Action item: Could you print all the entries below exactly as they appear, omitting the pictures?
*** Opening of Provided data ***
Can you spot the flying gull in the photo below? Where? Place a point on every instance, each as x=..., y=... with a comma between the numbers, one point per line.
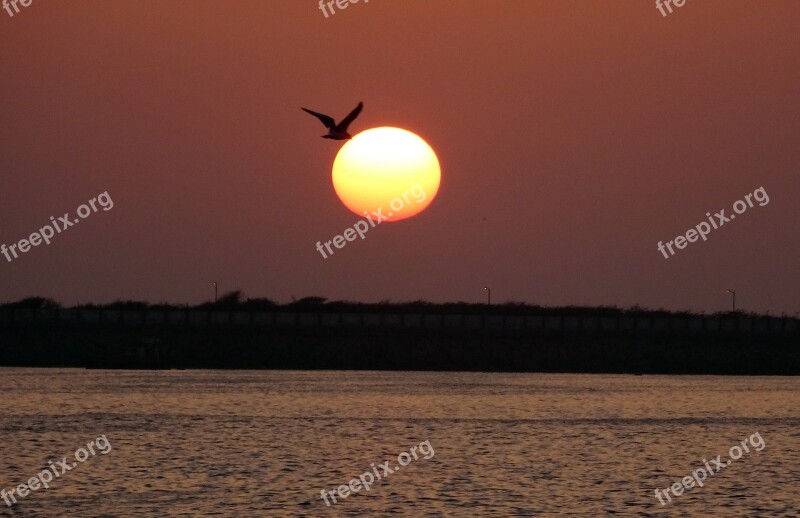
x=337, y=131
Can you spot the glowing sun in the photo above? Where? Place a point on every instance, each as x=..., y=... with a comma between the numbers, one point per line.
x=385, y=168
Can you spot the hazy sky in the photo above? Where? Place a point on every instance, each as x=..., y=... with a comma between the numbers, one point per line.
x=573, y=137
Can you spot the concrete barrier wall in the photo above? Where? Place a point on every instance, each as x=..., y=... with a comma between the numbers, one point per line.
x=549, y=323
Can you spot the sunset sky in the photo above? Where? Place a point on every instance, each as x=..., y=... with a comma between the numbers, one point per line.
x=573, y=136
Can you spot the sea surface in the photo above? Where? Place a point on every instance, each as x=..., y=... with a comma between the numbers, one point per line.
x=266, y=443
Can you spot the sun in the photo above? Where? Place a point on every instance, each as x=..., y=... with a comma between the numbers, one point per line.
x=386, y=169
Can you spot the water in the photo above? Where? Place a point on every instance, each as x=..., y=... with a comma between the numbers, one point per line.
x=209, y=443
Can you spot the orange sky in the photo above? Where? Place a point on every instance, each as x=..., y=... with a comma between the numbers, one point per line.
x=584, y=132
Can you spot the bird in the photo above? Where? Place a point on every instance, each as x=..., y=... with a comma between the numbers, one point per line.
x=337, y=131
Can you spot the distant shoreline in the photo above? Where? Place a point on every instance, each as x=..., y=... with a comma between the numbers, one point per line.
x=404, y=337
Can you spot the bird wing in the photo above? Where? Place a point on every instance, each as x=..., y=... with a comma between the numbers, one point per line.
x=327, y=121
x=351, y=117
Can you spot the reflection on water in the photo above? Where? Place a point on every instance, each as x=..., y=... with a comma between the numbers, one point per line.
x=195, y=443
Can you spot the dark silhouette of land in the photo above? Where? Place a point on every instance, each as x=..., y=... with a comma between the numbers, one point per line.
x=311, y=333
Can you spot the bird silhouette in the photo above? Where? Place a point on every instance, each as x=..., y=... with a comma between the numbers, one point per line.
x=337, y=131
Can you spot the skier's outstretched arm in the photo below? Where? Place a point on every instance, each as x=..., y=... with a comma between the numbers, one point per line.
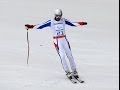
*** Close of Provided data ***
Answer to this exercise:
Can you spot the flying gull in the photo below? Where? Place a point on every instance, each as x=..., y=... with a comma between the numbers, one point per line.
x=337, y=131
Can you spot the glowing sun in the photo above? Where? Place a point on every instance, each as x=..., y=... with a comma between the numbers, one point per line.
x=385, y=168
Can you spot the hazy sky in the photo above? Where? Place a point on every instance, each as x=..., y=... with a comma between the numbers, one point per line.
x=573, y=137
Can you spot the concrete barrier wall in the photo above? Where? Place a point on every instance, each as x=..., y=... with a comma between the numbers, one point per line.
x=549, y=323
Can you spot the sunset sky in the photo above? Where? Place a point on every instance, each as x=..., y=... with a comma between the numbers, one point per line.
x=573, y=136
Can you spot the sea surface in the photo above? Where? Place a point on every instance, each as x=..., y=... with a comma between the numbers, one point per line.
x=266, y=443
Can you spot the sun in the photo above? Where? Place a point on every instance, each as x=..., y=... with a comma between the numbers, one point per line.
x=386, y=169
Can you spot the water in the photo above? Where? Place a point on every instance, each as x=..., y=... with a comma between the numbers, one point per line.
x=209, y=443
Can you spot the orange sky in the photo above? Where? Place a point on every instance, each as x=..., y=... with a comma between the numbers, one point per line.
x=584, y=132
Can you spot the bird in the photo above? Where? Place a point on every instance, each as x=..., y=... with a comma between the numbers, one point per line.
x=337, y=131
Can you spot the distant shoreline in the photo above? Where? Place a point on every instance, each as x=..., y=... with a comma between the numbers, one point per line.
x=404, y=337
Can you spot the bird wing in the photo above? Where? Place a point on every instance, each as x=..., y=... with a comma between the numbers, one point per line.
x=327, y=121
x=351, y=117
Can you spot the reflection on water in the photo above? Where? Place a point on every instance, each as x=..., y=... with a comma between the numbers, one point per line.
x=195, y=443
Can you spot the dark silhouette of land in the photo above? Where? Place a point on every instance, each as x=..., y=... with a comma between the numbers, one point per line.
x=311, y=333
Can you spot the bird silhouette in the photo above? Where? Place a point on every instance, each as x=..., y=... with a comma between the numbers, one point per line.
x=337, y=131
Can you spot the skier's outstretched arm in the photo below? Where? Place a point on every instance, each as x=..., y=... with a comma between the numbers, one point per line.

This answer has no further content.